● Tareas por realizar
- a) Indica si cada afirmación concuerda con el texto sobre los hombres que caminan y responde sí o no, citando literalmente las palabras del texto que lo deciden: (i) a la escultura de Rodin le faltan la cabeza y los brazos; (ii) el hombre de Giacometti mira hacia el cielo; (iii) escribir a partir de algo material es el ejercicio al que está acostumbrada quien firma el texto.
- b) Reproduce tal cual el fragmento del texto sobre los hombres que caminan que va desde «Somos cuerpo» hasta «o una serie.», ambos incluidos.

● Pasaje del texto

○ ○ ○ ○ ○

Somos cuerpo
Inés París Bouza
Auguste Rodin
L’Homme qui marche, grand modèle [El hombre que camina, modelo grande], 1907
Musée Rodin, París
© Musée Rodin, photo Hervé Lewandowski
Alberto Giacometti
Homme qui marche II [Hombre que camina II], 1960
Fondation Giacometti, París
© Alberto Giacometti Estate / VEGAP, 2020
Acepto entusiasmada escribir sobre una pieza escultórica. Supone partir de algo material para crear un texto, un ejercicio inverso al que estoy acostumbrada: escribir palabras para que finalmente nazca una película o una serie.
He elegido las figuras con las que culmina la exposición: Los dos hombres que caminan, el de Rodin y el de Giacometti. La escultura de Rodin es un tronco con unas piernas poderosas: muslos firmes, gemelos dibujados, pies de corredor. Faltan cabeza y brazos. Nos recuerda a un guerrero o a un atleta griego después de un combate, mutilado, pero milagrosamente vivo. Sólido. Inalterable. Eterno. Por el contrario, la escultura de Giacometti es de una fragilidad pasmosa. Un hombre delgadísimo, aéreo, al que todo su cuerpo apenas basta para sostener. Me hace pensar en Kafka («Un artista del hambre») pero su fuente son los Star Gazers, unas figuras de caminantes del pueblo dogon que miran hacia el cielo. El hombre de Giacometti, no. Él lo hace al frente, hacia un futuro que debe construir. Si es capaz.

○ ○ ○ ○ ○

● Registros del conjunto de datos
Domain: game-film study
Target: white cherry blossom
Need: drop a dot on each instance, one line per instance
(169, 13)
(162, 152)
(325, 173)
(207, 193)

○ ○ ○ ○ ○

● Respuestas del ejercicio
- a)
(i) Sí: «Faltan cabeza y brazos.»
(ii) No: «El hombre de Giacometti, no. Él lo hace al frente, hacia un futuro que debe construir.»
(iii) No: «Supone partir de algo material para crear un texto, un ejercicio inverso al que estoy acostumbrada»

- b)
Somos cuerpo
Inés París Bouza
Auguste Rodin
L’Homme qui marche, grand modèle [El hombre que camina, modelo grande], 1907
Musée Rodin, París
© Musée Rodin, photo Hervé Lewandowski
Alberto Giacometti
Homme qui marche II [Hombre que camina II], 1960
Fondation Giacometti, París
© Alberto Giacometti Estate / VEGAP, 2020
Acepto entusiasmada escribir sobre una pieza escultórica. Supone partir de algo material para crear un texto, un ejercicio inverso al que estoy acostumbrada: escribir palabras para que finalmente nazca una película o una serie.